Return a faithful copy of all the entries, omitting the images.

◆ **Material shown**
# # #
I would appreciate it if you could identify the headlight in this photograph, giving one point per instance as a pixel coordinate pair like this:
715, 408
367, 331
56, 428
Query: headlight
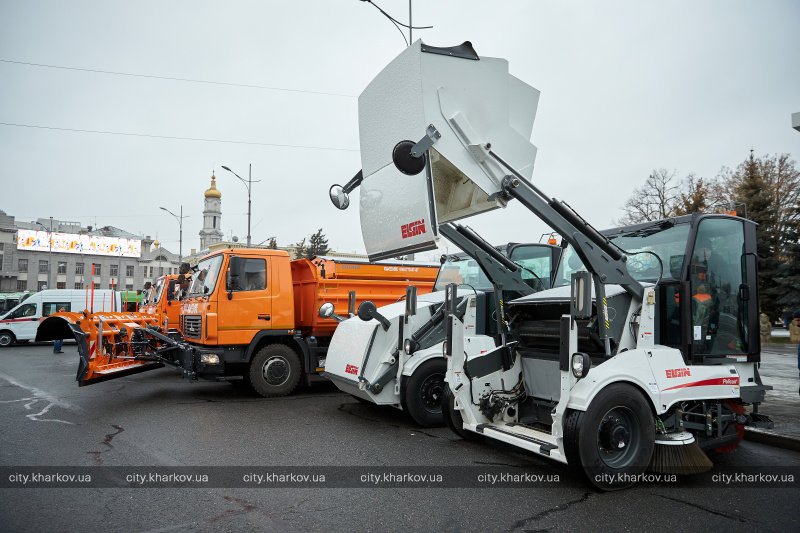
581, 363
209, 358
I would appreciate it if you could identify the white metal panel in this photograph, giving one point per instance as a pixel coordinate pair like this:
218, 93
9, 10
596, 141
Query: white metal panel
395, 214
390, 111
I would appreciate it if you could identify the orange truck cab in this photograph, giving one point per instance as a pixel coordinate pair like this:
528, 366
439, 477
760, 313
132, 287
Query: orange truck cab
253, 316
162, 302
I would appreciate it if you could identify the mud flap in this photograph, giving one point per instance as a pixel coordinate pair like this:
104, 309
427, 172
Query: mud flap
94, 366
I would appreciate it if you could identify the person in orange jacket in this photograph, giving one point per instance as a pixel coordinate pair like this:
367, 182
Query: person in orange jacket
705, 303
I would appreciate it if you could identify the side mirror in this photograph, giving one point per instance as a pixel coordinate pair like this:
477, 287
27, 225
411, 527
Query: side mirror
326, 310
411, 301
367, 311
340, 195
339, 198
581, 295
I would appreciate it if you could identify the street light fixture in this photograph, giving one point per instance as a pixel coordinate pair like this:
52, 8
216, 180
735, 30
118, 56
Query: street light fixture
49, 253
247, 183
180, 231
# # #
◆ **Task solution**
I would appreciate it if you could identify the headlight in this photograph, giving one point per instance as a pixel coordinate pair like this:
715, 408
367, 331
56, 428
Query: headlight
581, 363
209, 358
I would appreciate it if you could identify the white metal panel in this photograph, giving one point per instance as a pixel coordinate pair like this:
218, 93
9, 10
596, 141
Query: white metal panel
395, 214
390, 111
I would appreciate it if you could identify the orange truck cab in this photograph, giving one point per instance as a pixel coordinate pair like this:
528, 366
439, 477
760, 313
132, 287
Query: orange truck cab
253, 316
162, 302
I would appreciate it if you could identify the mud flap in this photograph, giving one point per instance as a pixel coordinate pair like this:
104, 309
427, 172
Query: mud flap
94, 366
I would appreciate it if you could identify the person in orange jacket in this photograph, giving one point per instance as a pixel coordinate pair like this:
367, 182
Query: person in orange jacket
705, 303
I would appreciate it if you could identify the side mirror in this photograph, giving one point per instance as a pixel coordinate pair like this:
477, 287
27, 225
411, 527
Query: side mirror
326, 310
411, 301
367, 311
340, 195
339, 198
581, 295
I would appreciate it if you could identify the street light fixture in this photograph, giving one point per instance as a pixel coordinate pair like this:
52, 8
216, 180
735, 30
118, 56
Query: street light fixture
49, 253
247, 183
180, 231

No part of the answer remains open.